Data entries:
(begin)
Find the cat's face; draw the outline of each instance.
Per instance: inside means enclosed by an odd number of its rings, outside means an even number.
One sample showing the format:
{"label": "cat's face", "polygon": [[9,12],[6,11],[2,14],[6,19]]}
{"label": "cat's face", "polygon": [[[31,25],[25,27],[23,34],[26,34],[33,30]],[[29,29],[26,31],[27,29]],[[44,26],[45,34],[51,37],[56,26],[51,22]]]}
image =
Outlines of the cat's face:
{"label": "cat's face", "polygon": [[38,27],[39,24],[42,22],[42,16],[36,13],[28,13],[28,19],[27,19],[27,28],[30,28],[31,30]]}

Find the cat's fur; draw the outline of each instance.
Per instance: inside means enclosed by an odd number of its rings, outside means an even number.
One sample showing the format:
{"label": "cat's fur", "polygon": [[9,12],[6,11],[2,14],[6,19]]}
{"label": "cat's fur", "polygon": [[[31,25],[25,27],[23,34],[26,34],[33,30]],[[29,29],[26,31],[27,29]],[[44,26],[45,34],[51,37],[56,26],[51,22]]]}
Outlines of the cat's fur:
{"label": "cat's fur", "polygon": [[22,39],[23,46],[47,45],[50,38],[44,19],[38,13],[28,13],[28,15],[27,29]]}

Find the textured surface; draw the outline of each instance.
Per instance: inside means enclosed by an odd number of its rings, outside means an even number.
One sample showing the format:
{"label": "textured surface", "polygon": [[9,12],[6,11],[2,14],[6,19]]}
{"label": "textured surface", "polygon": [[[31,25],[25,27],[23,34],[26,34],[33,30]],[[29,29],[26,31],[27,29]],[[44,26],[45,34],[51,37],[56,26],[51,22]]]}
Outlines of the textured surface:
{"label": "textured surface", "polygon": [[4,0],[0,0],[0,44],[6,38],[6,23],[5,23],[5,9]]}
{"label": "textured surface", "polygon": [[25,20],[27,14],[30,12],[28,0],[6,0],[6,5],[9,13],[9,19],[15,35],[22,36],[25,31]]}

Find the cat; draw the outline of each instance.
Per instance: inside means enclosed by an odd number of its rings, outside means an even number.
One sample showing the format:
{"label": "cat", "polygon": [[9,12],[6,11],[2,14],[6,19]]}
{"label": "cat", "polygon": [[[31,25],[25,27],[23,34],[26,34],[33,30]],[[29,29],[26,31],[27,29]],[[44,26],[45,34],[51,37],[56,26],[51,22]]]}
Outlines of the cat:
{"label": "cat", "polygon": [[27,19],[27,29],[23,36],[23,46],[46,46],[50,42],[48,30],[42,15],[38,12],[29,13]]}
(end)
• **Instruction**:
Render every line of the material above as one numbered list, leaving out the blank lines.

• **Answer to the exercise**:
1. Find the cat's face; draw the outline of each instance.
2. Per instance: inside means enclosed by an odd number of its rings, outside means an even number.
3. One sample showing the format:
4. {"label": "cat's face", "polygon": [[9,12],[6,11],[2,14],[6,19]]}
5. {"label": "cat's face", "polygon": [[[31,25],[25,27],[23,34],[26,34],[33,30]],[[29,29],[26,31],[27,29]],[[44,26],[45,34],[51,37],[56,26],[51,22]]]}
6. image =
7. Outlines of the cat's face:
8. {"label": "cat's face", "polygon": [[38,27],[39,24],[42,22],[42,16],[36,13],[28,13],[28,19],[27,19],[27,28],[30,28],[31,30]]}
9. Find the cat's fur; draw the outline of each instance.
10. Per instance: inside means enclosed by an odd number of its rings, outside means an even number.
11. One sample showing the format:
12. {"label": "cat's fur", "polygon": [[9,12],[6,11],[2,14],[6,19]]}
13. {"label": "cat's fur", "polygon": [[[31,25],[25,27],[23,34],[26,34],[33,30]],[[29,29],[26,31],[27,29]],[[44,26],[45,34],[51,37],[56,26],[51,22]]]}
14. Outlines of the cat's fur:
15. {"label": "cat's fur", "polygon": [[22,39],[23,46],[47,45],[50,38],[44,19],[38,13],[28,13],[28,15],[27,29]]}
16. Find the textured surface; draw the outline of each instance.
17. Per instance: inside means enclosed by an odd number of its rings, outside means an even number.
18. One sample showing the format:
19. {"label": "textured surface", "polygon": [[9,12],[6,11],[2,14],[6,19]]}
20. {"label": "textured surface", "polygon": [[[31,25],[25,27],[23,34],[26,34],[33,30]],[[29,29],[26,31],[27,29]],[[44,26],[45,34],[51,37],[56,26],[51,22]]]}
21. Outlines of the textured surface:
22. {"label": "textured surface", "polygon": [[4,0],[0,0],[0,44],[6,38],[6,23],[5,23],[5,9]]}
23. {"label": "textured surface", "polygon": [[25,20],[27,14],[30,12],[28,0],[6,0],[6,5],[9,13],[9,19],[15,35],[22,36],[25,31]]}
24. Find the cat; draw the outline of each instance.
25. Per instance: inside means enclosed by an odd number of its rings, outside means an even number.
26. One sample showing the format:
27. {"label": "cat", "polygon": [[9,12],[6,11],[2,14],[6,19]]}
28. {"label": "cat", "polygon": [[[31,25],[25,27],[23,34],[26,34],[33,30]],[[29,29],[26,31],[27,29]],[[44,26],[45,34],[51,37],[56,26],[51,22]]]}
29. Outlines of the cat:
30. {"label": "cat", "polygon": [[27,19],[27,29],[23,36],[23,46],[46,46],[50,42],[48,30],[42,15],[38,12],[29,13]]}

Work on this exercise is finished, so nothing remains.